Your task is to return all the entries below exactly, with every picture omitted.

↓

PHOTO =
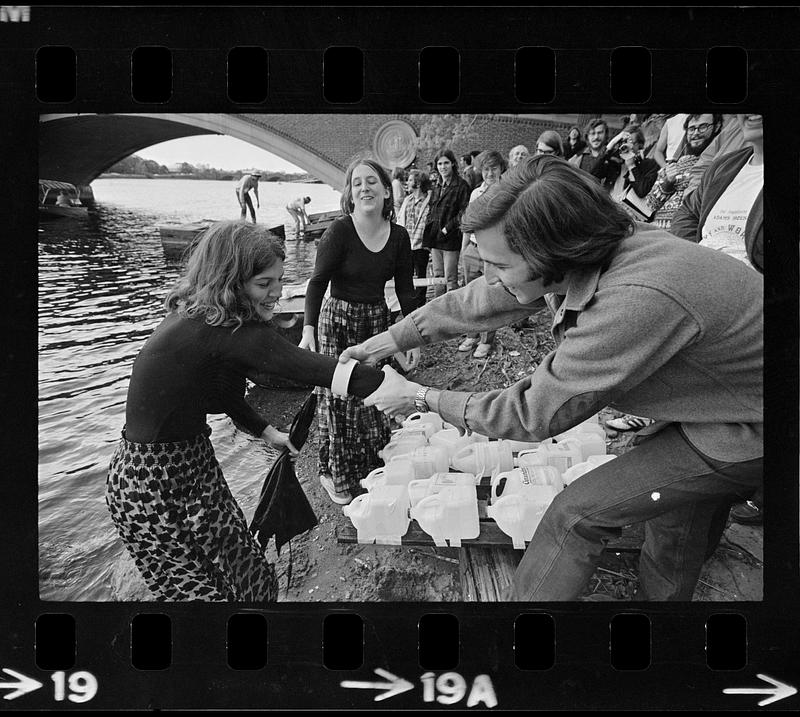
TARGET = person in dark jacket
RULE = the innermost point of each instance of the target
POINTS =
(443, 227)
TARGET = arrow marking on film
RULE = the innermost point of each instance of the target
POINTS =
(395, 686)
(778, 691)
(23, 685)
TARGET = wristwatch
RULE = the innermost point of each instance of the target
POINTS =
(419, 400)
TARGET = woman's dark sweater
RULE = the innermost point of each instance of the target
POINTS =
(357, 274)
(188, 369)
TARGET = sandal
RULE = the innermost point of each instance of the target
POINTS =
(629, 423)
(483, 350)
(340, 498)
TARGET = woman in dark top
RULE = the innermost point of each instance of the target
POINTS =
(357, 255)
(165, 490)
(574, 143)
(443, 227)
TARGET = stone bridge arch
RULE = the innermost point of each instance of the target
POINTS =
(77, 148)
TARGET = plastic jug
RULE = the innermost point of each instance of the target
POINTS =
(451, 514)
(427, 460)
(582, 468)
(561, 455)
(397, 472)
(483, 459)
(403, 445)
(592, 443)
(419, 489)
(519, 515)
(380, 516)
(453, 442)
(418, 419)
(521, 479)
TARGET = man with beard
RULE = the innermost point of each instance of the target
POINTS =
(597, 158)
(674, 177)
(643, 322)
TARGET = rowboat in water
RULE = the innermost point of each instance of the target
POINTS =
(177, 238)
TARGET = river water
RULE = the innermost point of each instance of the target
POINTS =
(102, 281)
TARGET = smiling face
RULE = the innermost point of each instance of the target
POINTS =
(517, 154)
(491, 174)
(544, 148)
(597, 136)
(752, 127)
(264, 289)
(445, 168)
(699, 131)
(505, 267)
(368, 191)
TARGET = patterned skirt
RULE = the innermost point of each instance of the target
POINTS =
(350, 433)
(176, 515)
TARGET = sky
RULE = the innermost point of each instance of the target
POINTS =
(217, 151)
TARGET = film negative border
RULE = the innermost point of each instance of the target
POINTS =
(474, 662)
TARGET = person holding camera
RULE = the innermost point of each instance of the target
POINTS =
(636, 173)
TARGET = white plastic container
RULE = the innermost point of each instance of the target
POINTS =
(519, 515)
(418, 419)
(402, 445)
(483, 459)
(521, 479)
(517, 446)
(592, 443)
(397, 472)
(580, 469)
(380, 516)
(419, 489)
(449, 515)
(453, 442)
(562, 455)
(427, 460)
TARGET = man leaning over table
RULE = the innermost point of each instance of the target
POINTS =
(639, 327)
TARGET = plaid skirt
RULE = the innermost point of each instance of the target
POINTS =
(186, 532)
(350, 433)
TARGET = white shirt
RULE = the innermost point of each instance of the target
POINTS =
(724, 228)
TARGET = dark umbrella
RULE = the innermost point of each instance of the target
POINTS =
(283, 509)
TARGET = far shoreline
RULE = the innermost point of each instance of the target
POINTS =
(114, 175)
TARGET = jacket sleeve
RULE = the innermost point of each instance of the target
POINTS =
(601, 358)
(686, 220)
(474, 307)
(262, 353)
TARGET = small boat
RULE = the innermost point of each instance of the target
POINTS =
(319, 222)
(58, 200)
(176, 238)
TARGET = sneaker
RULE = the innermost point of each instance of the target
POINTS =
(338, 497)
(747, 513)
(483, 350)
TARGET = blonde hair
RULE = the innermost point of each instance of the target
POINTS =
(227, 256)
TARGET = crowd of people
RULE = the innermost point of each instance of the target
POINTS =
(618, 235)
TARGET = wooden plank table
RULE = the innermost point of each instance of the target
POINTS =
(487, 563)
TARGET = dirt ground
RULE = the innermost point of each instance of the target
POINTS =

↑

OUTPUT FOR THIS TASK —
PHOTO =
TARGET = person in dark jacket
RULE = the innermost point of each instance of the target
POINTS =
(443, 227)
TARGET = arrow marking on film
RULE = the innermost point of each instance of the target
POINTS =
(395, 686)
(778, 691)
(23, 685)
TARGET = wristwatch
RULE = the innermost point of each instance of the target
POINTS =
(419, 400)
TARGET = woman's dark sweater
RULE = the innermost point of each instance of the target
POINTS =
(357, 274)
(188, 369)
TARGET = sandal
RULE = the innermost point of each instance of the target
POINTS =
(629, 423)
(483, 350)
(340, 498)
TARGET = woman in dark top
RULE = the innermost point of each instance of the target
POINTS =
(357, 255)
(165, 490)
(574, 143)
(443, 227)
TARGET = stone bridge arch
RULE = the innermost point of each instance of the target
POINTS =
(77, 148)
TARGET = plastic jug
RULE = the innermost point of each instance of the target
POINTS =
(451, 514)
(427, 460)
(582, 468)
(561, 455)
(397, 472)
(483, 459)
(403, 445)
(592, 443)
(419, 489)
(519, 515)
(380, 516)
(453, 442)
(418, 419)
(521, 479)
TARGET = man with beard
RULE = the innermost point of each instance of the target
POINTS =
(597, 158)
(674, 177)
(643, 322)
TARGET = rowboat in water
RULE = the innermost point of each instance of the target
POINTS =
(177, 238)
TARGET = river water
RULE = the innermost point of each instance of the target
POINTS =
(102, 281)
TARGET = smiling face
RULE = the innermost point of each instance of the target
POINTS =
(517, 154)
(491, 174)
(544, 148)
(597, 136)
(752, 127)
(264, 289)
(445, 168)
(699, 131)
(505, 267)
(368, 191)
TARGET = patterned skirt
RULE = the innermost point of each instance of the target
POINTS =
(350, 433)
(176, 515)
TARGET = sky
RULE = the innermost point of each instance of the target
POINTS =
(217, 151)
TARGET = film negative border
RULE = the innermost point of each instance of the target
POINTS =
(474, 662)
TARGET = person holding camera
RULE = the innermost point of each instance of the target
POINTS =
(636, 173)
TARGET = white plastic container
RULE = the innermost point of each instance of the target
POINTS =
(519, 515)
(418, 419)
(402, 445)
(483, 459)
(521, 479)
(517, 446)
(592, 443)
(397, 472)
(580, 469)
(380, 516)
(419, 489)
(449, 515)
(453, 442)
(562, 455)
(427, 460)
TARGET = man leaning over table
RULE = the innermost point of each instance of the target
POINTS =
(639, 327)
TARGET = plaid skirt
RULE = the innermost point of each instance of the target
POINTS =
(186, 532)
(350, 433)
TARGET = white shirt
RULE = the innermost point of each instance of the target
POINTS =
(724, 228)
TARGET = dark umbrella
RULE = the innermost point of each instance of the target
POINTS =
(283, 509)
TARGET = far shoreline
RULE = the innermost point of each instance of the target
POINTS =
(114, 175)
TARGET = jacket sleeve
RULE = the innermost point of each instance of the target
POINTS =
(601, 358)
(686, 220)
(474, 307)
(262, 353)
TARGET = small boat
RULE = the innermost point of each instance of the target
POINTS =
(319, 222)
(58, 200)
(176, 238)
TARGET = sneaker
RULE = the innermost point of each instance of the target
POINTS =
(338, 497)
(747, 513)
(483, 350)
TARGET = blonde hair
RULE = the innermost point of each instance of the target
POINTS =
(227, 256)
TARGET = crowd of people
RULE = the innermost point of each instance of the target
POINTS =
(618, 235)
TARGET = wooden plank table
RULE = the innermost point of each instance of the target
POINTS =
(487, 563)
TARGET = dirt ground
RULE = the innermost point of each instance of the target
POINTS =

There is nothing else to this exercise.